**WORK INSTRUCTIONS**
Please copy the passage about Jessie again, starting at the words "Soon she was" and stopping after "or extracurricular fun.", with "heartbreaking" swapped for "devastating".

**TEXT EXCERPT**

----

Jessie loved the huge fenced yard and would dig holes with a fury, dirt flying with her in the hole with her butt wiggling in the air. She knew when no one was paying attention and would go to town on those holes.
The decision was not made lightly as Ivy and Jessie were best buddies. Jessie moved into a boarding facility while she waited for another foster without animals to open up. She had a blast with the employees playing in the gym area, getting lots of cuddle time and treated like a queen.
A new foster home opened and she moved in, settling in right away. She loved her foster Mom, but wasn’t so sure about foster Dad and his kids. When it came down to it, they were afraid of Jessie and she felt it.
She did get lots of training time in with her foster Mom which was a really beneficial. Truly showed off how intelligent she is and she met every challenge placed in her way.
Soon she was booted from the foster home after the kids complained she played “too hard”. It was heartbreaking as foster options were not on the horizon and for the first time we would have to place in her vet boarding. No playgroups or extracurricular fun.

----

**GIVEN INFORMATION**
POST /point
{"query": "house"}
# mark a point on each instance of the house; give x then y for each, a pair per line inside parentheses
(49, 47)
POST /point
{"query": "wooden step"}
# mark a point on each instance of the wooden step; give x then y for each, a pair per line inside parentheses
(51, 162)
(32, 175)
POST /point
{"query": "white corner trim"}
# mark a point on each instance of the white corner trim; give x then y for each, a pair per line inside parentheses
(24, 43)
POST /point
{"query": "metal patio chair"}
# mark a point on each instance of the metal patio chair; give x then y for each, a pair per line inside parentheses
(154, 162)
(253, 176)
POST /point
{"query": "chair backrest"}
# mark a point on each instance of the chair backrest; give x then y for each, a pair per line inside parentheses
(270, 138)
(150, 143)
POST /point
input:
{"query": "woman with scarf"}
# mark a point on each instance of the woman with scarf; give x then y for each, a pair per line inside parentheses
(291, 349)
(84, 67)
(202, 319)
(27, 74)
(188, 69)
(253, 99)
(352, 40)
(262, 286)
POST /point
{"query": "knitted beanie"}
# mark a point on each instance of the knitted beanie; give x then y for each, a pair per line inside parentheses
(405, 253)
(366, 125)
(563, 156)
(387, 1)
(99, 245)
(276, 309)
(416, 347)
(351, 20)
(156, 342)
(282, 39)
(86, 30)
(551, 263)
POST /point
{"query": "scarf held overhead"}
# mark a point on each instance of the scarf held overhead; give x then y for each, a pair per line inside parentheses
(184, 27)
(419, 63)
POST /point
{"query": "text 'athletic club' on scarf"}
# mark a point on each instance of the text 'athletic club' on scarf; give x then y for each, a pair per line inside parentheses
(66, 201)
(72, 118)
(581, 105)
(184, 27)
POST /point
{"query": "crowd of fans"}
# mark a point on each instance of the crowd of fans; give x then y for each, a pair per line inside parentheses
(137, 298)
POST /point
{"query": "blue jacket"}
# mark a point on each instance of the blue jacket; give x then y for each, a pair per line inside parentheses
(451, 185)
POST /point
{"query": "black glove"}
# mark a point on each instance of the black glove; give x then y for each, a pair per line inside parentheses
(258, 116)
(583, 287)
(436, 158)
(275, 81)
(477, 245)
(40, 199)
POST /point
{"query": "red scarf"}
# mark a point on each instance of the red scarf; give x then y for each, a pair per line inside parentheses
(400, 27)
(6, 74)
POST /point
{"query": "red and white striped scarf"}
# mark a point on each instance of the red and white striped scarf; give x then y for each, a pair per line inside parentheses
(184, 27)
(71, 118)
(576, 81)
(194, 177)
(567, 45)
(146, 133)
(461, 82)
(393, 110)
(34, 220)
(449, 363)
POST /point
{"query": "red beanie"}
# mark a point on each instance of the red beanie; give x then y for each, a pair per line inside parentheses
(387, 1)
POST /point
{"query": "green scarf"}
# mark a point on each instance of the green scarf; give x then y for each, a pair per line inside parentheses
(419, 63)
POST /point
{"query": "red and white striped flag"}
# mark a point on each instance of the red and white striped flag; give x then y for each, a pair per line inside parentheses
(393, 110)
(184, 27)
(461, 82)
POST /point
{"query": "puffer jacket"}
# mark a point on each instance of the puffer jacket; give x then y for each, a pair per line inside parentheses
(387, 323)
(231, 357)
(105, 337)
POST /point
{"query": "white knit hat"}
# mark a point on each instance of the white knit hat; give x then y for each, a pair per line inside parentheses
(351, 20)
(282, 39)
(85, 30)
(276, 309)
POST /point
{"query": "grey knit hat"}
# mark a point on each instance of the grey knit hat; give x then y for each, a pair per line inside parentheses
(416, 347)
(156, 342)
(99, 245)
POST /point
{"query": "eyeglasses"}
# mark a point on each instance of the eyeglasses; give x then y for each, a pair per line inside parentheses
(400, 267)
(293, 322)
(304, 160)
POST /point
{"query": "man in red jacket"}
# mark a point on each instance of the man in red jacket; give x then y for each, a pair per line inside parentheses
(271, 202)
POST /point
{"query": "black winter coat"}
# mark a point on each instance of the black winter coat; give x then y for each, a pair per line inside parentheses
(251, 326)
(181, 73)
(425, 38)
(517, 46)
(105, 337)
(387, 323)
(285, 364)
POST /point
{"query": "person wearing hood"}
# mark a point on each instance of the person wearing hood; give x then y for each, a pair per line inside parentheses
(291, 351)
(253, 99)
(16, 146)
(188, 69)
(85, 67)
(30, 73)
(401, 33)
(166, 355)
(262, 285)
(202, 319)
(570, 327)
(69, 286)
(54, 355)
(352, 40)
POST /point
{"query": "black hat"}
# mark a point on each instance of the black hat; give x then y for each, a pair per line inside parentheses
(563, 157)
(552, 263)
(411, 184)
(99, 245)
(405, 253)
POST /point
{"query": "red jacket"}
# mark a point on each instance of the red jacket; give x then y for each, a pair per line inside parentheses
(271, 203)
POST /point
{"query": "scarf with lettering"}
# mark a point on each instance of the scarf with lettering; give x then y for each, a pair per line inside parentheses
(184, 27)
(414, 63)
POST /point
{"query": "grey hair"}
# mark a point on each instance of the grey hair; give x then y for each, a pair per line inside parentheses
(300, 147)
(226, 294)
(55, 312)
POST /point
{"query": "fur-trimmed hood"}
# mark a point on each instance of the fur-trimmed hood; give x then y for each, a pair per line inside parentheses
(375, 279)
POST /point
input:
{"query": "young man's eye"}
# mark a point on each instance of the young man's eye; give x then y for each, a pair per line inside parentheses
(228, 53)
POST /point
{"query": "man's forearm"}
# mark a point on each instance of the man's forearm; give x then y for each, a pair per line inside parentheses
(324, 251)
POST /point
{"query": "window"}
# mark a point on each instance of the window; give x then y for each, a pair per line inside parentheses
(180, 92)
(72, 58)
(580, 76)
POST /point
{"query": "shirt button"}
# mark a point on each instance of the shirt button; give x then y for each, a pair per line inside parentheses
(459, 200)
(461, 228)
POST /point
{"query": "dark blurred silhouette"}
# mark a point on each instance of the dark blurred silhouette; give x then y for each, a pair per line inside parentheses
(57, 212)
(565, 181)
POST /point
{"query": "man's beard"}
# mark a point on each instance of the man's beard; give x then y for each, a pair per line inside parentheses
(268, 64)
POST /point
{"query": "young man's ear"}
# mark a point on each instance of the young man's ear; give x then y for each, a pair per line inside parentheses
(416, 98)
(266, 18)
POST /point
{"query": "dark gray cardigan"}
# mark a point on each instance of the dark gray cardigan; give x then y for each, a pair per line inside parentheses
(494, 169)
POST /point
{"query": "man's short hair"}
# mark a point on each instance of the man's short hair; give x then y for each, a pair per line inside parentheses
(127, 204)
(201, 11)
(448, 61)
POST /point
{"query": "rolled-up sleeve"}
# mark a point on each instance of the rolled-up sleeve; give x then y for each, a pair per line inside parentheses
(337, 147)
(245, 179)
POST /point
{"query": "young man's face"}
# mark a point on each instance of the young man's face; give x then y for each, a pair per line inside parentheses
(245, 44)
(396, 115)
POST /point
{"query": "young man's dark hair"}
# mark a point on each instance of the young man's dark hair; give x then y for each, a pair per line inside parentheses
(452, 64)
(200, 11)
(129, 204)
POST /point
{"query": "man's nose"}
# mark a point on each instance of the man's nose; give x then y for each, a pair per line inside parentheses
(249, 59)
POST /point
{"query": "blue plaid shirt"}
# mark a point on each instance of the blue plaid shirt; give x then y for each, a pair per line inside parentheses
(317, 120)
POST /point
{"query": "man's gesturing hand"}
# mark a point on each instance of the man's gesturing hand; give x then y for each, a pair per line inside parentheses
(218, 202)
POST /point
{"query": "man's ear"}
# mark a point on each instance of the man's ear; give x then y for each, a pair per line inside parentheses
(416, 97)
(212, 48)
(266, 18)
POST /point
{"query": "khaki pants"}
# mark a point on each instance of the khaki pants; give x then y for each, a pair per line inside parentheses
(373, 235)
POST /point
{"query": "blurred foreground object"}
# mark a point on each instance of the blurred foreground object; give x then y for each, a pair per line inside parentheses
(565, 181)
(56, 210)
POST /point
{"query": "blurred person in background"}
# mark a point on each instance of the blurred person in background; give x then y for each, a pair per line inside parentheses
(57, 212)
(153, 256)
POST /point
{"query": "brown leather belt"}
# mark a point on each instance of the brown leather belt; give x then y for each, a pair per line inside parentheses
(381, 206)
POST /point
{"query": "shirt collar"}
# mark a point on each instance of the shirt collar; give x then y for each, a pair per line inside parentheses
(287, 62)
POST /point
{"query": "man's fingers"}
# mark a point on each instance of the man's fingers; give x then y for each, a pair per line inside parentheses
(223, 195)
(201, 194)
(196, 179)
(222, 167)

----

**SOLVED PROBLEM**
Soon she was booted from the foster home after the kids complained she played “too hard”. It was devastating as foster options were not on the horizon and for the first time we would have to place in her vet boarding. No playgroups or extracurricular fun.